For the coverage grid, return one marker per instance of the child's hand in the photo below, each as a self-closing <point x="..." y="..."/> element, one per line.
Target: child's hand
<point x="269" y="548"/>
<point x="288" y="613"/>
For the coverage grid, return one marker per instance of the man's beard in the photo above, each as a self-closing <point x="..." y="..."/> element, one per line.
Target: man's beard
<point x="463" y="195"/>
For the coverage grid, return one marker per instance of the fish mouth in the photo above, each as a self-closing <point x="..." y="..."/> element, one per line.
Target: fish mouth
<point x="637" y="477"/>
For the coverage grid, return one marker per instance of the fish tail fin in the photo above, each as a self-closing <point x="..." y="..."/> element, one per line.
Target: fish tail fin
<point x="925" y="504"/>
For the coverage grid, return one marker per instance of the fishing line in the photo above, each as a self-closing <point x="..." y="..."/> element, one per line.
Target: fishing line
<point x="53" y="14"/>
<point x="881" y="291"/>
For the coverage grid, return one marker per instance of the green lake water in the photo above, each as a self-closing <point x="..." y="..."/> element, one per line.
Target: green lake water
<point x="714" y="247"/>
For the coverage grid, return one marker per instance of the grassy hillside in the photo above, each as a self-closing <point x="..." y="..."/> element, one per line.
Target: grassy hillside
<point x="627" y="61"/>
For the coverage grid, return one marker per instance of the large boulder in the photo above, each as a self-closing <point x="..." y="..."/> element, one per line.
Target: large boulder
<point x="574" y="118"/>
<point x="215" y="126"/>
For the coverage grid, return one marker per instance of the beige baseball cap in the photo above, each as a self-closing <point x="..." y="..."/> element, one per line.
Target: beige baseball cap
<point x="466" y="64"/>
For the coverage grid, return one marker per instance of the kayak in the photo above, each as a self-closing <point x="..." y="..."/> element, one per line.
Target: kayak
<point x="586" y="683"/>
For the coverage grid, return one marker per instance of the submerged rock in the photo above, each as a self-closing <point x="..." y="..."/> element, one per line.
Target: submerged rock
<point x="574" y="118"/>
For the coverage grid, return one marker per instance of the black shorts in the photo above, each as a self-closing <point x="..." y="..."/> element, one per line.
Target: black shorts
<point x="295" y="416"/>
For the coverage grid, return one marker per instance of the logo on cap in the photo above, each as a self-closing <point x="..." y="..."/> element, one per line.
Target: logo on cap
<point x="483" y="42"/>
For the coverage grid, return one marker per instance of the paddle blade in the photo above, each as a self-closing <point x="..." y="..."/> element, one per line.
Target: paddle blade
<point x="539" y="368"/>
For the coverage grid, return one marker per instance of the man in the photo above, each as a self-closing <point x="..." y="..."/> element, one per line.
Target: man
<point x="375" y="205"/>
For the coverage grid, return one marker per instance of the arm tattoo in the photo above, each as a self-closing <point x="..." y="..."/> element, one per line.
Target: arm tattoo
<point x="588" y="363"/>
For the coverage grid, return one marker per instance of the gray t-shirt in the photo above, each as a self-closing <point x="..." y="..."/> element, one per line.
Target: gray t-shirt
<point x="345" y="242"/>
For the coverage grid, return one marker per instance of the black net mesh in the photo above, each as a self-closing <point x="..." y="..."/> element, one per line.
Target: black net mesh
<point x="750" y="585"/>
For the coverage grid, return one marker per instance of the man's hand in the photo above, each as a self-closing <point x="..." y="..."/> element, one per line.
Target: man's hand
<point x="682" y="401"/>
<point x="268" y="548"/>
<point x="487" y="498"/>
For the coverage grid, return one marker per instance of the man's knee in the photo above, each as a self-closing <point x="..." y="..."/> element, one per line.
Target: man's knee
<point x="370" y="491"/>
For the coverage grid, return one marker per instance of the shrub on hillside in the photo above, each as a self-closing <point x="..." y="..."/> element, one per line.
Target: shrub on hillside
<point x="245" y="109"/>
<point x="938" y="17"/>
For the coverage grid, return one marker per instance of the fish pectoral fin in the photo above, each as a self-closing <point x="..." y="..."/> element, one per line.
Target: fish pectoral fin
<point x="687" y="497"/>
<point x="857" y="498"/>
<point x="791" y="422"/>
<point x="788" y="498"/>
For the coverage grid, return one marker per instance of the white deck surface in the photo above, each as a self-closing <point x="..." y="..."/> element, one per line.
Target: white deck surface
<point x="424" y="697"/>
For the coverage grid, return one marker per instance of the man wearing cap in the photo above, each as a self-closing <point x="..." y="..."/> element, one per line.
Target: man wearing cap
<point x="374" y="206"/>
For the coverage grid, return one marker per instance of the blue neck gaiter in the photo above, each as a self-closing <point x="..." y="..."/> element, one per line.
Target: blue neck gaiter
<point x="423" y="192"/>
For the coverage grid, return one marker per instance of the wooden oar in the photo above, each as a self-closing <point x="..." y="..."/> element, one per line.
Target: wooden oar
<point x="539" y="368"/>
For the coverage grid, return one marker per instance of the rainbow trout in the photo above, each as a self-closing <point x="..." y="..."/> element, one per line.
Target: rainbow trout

- _Given task_
Every line of the data above should be reproduced word for word.

- _Final result_
For the coverage grid, return one marker per instance of the child's hand in the photo below, each as a self-closing <point x="..." y="..."/> element, one per line.
Target: child's hand
<point x="269" y="548"/>
<point x="288" y="613"/>
For the coverage grid, return one marker per instance of the man's beard in the photo above, each as a self-closing <point x="..." y="..."/> element, one per line.
Target: man's beard
<point x="463" y="195"/>
For the coverage grid, return one marker per instance of the fish mouth in the photo above, each as a self-closing <point x="..." y="..."/> element, one per line.
Target: fish mouth
<point x="637" y="477"/>
For the coverage grid, return one marker per instance of the fish tail fin in the photo above, each as a self-closing <point x="..." y="..."/> element, one per line.
Target: fish tail fin
<point x="925" y="504"/>
For the coverage grid, return one marker per instance of the fishing line in the photo above, each as a self-closing <point x="..." y="..."/> element, one per line.
Target: fishing line
<point x="53" y="14"/>
<point x="881" y="291"/>
For the coverage grid, return one marker per instance of the green lake water in the photo above, each as a self-closing <point x="..." y="..."/> element, one per line.
Target: green lake water
<point x="714" y="247"/>
For the coverage grid, return one marker per instance of the grassy hillside in the photo above, each as a self-closing <point x="..." y="..."/> element, one per line.
Target: grassy hillside
<point x="627" y="61"/>
For the coverage grid, return one marker per instance of the large boulder in the photo above, each as a self-closing <point x="..." y="..."/> element, one per line.
Target: large boulder
<point x="574" y="118"/>
<point x="215" y="126"/>
For the coverage grid, return one marker per instance of the beige baseball cap in the photo above, each as a self-closing <point x="..." y="..."/> element, one per line.
Target: beige baseball cap
<point x="466" y="64"/>
For the coverage grid, return one marker per instance of the kayak in the photo above, each as a self-closing <point x="..." y="..."/> element, one per line.
Target: kayak
<point x="586" y="683"/>
For the coverage grid, return one marker per instance of the submerged rock in the photo above, each as a self-closing <point x="..." y="..."/> element, one per line.
Target: submerged rock
<point x="574" y="118"/>
For the coverage grid, return one marker per instance of the black shorts in the photo above, each as a self-closing <point x="..." y="..."/> element, one per line.
Target: black shorts
<point x="295" y="416"/>
For the coverage grid, return one marker per instance of the logo on cap in the photo above, each as a self-closing <point x="..." y="..."/> element, one per line.
Target: logo on cap
<point x="483" y="42"/>
For the coverage grid, return one marker per instance of the paddle blade in the photo above, each as a self-closing <point x="..." y="..."/> element, one per line.
Target: paddle blade
<point x="539" y="368"/>
For the coverage grid, return one marker per instance of the man in the photo above, each as a self-closing <point x="..." y="..."/> element, one per line.
Target: man
<point x="375" y="205"/>
For the coverage grid, return one marker per instance of the arm tattoo in the photo above, each as a self-closing <point x="..." y="..."/> element, one per line.
Target: arm tattoo
<point x="588" y="363"/>
For the coverage grid, return one marker per instance of the gray t-shirt in the photo above, each as a self-closing <point x="..." y="..."/> element, one per line.
Target: gray t-shirt
<point x="345" y="242"/>
For the coverage grid, return one marker per instance of the black net mesh in the photo above, each as a self-closing <point x="..." y="..."/> element, one per line.
Target: black net mesh
<point x="750" y="585"/>
For the coverage grid, return one marker per instance of the man's hand in the photo above, each as a self-closing <point x="..." y="..."/> element, one per line.
Target: man's hand
<point x="682" y="401"/>
<point x="268" y="548"/>
<point x="487" y="498"/>
For the coverage grid, return one marker per instance of the man's knee in the photo above, each as a self-closing <point x="..." y="..."/> element, one per line.
Target: man's knee
<point x="370" y="491"/>
For the coverage grid, return one marker per instance of the shrub on hillside in the photo above, each as a self-closing <point x="..." y="..."/> element, one per line.
Target: shrub on hillside
<point x="245" y="109"/>
<point x="938" y="17"/>
For the coverage grid, return one marker per instance of the fish pectoral fin in the photo above, each as a self-closing <point x="..." y="..."/> element, one per line.
Target: fish pectoral fin
<point x="687" y="497"/>
<point x="857" y="498"/>
<point x="791" y="422"/>
<point x="788" y="498"/>
For the coverage grid, return one marker per instance of the white deck surface in the photo above, each as a self-closing <point x="..." y="..."/> element, one per line.
Target: white deck surface
<point x="424" y="697"/>
For the coverage grid, return one marker per instance of the man wearing cap in the photo above, each as a self-closing <point x="..." y="..."/> element, one per line.
Target: man wearing cap
<point x="374" y="206"/>
For the coverage grid, return one marker per instance of the blue neck gaiter in the photo above, each as a self-closing <point x="..." y="..."/> element, one per line.
Target: blue neck gaiter
<point x="423" y="192"/>
For the coverage grid, return one marker per instance of the wooden oar in the photo above, each as a self-closing <point x="..." y="..."/> element, one per line.
Target: wooden oar
<point x="539" y="368"/>
For the coverage grid, return one marker per instance of the rainbow trout in the photo above, each as a self-closing <point x="..." y="..."/> element, one per line.
Target: rainbow trout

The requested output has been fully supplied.